[START EXTRACTED ENTRIES]

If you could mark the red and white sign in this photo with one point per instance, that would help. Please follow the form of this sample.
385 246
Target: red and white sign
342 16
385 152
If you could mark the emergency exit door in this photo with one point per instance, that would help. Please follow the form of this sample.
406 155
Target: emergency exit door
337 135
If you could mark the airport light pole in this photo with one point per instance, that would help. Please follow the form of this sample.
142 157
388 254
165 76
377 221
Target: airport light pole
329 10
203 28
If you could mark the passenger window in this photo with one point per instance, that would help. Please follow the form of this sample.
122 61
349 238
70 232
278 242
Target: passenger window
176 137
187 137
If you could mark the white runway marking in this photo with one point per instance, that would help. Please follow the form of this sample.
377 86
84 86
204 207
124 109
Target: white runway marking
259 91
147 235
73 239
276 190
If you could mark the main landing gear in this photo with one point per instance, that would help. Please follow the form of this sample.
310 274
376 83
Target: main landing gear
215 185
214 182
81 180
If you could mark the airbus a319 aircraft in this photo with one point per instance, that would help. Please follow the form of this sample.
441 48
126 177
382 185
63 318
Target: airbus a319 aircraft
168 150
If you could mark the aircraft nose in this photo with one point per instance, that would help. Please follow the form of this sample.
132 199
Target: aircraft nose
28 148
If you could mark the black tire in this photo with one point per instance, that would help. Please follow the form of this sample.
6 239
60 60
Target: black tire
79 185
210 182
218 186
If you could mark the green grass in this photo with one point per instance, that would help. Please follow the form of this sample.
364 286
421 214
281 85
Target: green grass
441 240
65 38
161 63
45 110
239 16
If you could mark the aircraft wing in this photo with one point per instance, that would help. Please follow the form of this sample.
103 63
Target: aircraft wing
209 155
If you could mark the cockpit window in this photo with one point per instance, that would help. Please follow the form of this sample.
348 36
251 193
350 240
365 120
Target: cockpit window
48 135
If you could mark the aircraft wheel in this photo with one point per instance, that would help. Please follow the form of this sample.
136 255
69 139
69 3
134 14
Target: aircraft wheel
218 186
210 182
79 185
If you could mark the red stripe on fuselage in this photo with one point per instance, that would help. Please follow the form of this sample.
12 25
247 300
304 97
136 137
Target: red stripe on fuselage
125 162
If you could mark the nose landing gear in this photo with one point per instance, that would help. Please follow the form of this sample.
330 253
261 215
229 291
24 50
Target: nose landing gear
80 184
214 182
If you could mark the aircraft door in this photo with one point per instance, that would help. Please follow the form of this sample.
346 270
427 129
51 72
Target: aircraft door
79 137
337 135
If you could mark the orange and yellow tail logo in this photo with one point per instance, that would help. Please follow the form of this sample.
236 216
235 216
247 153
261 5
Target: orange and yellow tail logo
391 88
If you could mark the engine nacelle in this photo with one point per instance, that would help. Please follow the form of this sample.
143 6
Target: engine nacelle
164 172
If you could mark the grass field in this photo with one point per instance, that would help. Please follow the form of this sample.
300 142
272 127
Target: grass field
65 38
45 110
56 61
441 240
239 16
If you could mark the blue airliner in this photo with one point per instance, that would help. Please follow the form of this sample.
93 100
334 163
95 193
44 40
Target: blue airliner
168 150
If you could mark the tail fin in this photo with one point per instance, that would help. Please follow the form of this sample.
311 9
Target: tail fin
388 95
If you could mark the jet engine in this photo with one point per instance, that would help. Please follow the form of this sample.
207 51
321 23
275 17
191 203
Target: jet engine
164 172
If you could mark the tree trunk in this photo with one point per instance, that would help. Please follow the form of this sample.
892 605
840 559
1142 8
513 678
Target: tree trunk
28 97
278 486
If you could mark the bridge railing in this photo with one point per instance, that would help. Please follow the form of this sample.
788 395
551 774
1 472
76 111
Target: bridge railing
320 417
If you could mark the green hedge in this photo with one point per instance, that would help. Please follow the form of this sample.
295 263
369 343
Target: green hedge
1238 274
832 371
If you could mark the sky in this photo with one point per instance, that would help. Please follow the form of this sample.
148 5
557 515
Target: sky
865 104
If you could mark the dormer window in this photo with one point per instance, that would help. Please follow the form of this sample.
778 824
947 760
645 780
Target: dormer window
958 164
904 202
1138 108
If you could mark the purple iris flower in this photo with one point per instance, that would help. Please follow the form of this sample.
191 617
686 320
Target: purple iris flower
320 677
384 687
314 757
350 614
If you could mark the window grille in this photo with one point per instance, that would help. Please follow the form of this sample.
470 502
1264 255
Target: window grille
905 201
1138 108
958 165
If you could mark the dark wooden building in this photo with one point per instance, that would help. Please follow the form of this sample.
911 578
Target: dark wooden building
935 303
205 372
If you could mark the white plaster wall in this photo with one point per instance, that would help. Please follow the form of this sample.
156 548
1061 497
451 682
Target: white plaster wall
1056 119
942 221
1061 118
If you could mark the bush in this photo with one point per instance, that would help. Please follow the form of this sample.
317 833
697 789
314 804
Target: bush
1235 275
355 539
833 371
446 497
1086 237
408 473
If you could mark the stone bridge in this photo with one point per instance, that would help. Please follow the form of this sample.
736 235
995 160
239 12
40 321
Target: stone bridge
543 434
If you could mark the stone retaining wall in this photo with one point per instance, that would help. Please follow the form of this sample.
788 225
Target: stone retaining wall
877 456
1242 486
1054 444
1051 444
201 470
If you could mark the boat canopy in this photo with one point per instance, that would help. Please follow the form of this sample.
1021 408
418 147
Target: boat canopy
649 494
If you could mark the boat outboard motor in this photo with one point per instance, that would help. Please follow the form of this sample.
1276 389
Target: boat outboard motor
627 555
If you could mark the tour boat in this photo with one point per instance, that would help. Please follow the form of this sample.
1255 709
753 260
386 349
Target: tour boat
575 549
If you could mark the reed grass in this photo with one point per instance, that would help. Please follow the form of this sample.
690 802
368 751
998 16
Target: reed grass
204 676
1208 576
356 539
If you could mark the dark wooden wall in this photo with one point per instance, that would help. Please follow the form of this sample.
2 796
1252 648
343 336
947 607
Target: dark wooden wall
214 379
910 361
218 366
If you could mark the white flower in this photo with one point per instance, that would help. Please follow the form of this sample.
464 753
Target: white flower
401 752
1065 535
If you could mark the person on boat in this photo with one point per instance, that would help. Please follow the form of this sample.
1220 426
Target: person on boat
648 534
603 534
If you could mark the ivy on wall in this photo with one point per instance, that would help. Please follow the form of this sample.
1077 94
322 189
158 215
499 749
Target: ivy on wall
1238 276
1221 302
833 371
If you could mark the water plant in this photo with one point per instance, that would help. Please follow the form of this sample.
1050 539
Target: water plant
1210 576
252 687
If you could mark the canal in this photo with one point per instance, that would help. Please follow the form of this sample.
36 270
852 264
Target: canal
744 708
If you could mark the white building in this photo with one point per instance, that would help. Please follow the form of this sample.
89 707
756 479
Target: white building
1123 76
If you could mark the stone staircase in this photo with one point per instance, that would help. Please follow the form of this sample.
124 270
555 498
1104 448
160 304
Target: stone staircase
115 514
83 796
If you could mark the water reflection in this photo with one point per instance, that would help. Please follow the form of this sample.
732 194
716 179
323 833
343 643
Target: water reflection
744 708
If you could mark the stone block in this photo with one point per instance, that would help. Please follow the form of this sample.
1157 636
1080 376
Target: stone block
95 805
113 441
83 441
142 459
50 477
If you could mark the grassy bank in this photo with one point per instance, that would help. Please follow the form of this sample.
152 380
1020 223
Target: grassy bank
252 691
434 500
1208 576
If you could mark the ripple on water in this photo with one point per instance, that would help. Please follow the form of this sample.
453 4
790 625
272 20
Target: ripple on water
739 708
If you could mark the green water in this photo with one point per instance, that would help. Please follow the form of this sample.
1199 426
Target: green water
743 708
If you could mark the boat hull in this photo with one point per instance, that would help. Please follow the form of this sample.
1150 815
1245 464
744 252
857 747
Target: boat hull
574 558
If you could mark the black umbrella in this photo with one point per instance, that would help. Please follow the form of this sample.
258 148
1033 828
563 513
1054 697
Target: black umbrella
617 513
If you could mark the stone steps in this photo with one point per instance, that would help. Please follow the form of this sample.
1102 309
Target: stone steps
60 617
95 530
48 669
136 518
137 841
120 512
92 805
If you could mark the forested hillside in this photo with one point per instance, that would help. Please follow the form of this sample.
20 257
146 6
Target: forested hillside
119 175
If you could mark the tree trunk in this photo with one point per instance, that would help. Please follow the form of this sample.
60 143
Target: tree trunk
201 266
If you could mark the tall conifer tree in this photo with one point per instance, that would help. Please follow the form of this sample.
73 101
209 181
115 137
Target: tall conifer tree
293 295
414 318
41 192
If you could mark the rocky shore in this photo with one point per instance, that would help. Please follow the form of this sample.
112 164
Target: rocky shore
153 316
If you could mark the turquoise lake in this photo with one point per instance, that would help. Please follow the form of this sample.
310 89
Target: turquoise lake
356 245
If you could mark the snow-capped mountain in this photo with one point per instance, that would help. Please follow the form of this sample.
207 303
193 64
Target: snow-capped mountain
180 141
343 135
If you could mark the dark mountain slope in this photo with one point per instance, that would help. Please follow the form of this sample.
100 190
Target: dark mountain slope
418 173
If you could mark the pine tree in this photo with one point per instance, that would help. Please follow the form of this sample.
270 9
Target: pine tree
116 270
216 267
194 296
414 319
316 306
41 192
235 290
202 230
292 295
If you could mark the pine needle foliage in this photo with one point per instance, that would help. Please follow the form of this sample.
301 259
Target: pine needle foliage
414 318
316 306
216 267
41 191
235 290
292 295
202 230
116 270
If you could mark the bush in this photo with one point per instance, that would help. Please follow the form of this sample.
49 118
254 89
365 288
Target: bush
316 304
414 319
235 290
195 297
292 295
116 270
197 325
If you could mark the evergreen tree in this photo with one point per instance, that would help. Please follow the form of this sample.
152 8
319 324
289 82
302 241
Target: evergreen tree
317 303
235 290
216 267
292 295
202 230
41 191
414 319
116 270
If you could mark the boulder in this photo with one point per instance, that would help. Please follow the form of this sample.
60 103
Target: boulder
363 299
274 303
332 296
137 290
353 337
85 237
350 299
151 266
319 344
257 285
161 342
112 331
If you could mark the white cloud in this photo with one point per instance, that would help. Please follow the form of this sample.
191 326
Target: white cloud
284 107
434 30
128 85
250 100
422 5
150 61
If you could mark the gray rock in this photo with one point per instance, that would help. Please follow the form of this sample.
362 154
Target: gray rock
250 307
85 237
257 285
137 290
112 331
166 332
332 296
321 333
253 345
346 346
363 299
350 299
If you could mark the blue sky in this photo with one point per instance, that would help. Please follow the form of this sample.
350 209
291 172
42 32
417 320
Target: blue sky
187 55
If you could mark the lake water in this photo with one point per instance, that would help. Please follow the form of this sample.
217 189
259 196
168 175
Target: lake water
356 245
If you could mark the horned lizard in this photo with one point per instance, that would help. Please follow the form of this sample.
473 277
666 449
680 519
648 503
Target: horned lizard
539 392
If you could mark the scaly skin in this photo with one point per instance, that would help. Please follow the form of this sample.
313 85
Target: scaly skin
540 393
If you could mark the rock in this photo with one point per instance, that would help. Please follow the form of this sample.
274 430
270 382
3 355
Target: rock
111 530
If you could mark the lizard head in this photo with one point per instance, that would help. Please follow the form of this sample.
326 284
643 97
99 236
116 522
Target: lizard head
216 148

[END EXTRACTED ENTRIES]

## [JOB]
In the listing above, find the line containing "If you could mark the lake" and please quote exactly that line through the last one, and no other lines.

## [WORKED SOLUTION]
If you could mark the lake water in this photo with one point per instance, that would help. Please follow the form of this sample.
217 189
259 196
168 175
Target: lake water
356 245
If you could mark the horned lizard in this photo with one point per instance, that would help. Please follow the form of this sample.
473 277
666 449
680 519
648 503
Target: horned lizard
539 392
If you could mark the scaly skin in this photo with one point per instance, that would help. Please follow the form of this sample.
313 85
Target: scaly skin
540 393
If you could mark the rock in this photo with one point per instance, that would help. Please follow the form of this sample.
274 430
270 382
3 355
Target: rock
111 530
If you could mark the lizard head in this photo with one point per instance, that would help. Please follow the form of this sample.
326 284
643 97
99 236
116 522
Target: lizard head
216 148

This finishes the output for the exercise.